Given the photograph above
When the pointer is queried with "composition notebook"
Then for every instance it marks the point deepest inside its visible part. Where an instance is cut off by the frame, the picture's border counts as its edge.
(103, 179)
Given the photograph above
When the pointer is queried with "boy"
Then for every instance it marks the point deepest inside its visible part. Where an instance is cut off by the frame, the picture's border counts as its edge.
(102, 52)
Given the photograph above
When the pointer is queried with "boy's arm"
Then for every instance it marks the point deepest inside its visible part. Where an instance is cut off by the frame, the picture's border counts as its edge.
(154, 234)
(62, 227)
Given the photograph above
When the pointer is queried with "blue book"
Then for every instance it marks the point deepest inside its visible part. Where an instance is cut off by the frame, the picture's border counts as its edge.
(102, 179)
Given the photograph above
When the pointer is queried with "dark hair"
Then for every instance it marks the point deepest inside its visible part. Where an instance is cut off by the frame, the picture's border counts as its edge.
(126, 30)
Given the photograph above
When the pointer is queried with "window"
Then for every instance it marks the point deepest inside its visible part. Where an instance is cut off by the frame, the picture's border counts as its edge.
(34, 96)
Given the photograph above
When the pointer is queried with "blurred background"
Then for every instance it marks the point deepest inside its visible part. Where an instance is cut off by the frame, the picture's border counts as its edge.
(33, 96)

...

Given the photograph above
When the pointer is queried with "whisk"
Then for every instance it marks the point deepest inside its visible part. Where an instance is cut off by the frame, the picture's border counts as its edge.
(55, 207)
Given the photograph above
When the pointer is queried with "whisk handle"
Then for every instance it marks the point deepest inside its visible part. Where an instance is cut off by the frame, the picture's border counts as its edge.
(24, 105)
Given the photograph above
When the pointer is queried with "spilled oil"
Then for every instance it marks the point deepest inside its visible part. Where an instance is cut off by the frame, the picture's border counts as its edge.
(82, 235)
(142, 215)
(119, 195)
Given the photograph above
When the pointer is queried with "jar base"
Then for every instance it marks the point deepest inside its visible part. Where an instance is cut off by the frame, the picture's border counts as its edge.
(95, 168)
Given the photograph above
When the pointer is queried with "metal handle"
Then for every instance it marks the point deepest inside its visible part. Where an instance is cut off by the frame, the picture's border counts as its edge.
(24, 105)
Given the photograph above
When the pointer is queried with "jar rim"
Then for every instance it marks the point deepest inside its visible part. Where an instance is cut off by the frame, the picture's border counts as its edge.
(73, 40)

# GIVEN EXERCISE:
Count the lines in the material above that contain the string "whisk", treating uppercase and lowercase letters as different. Give only the number.

# THE RESULT:
2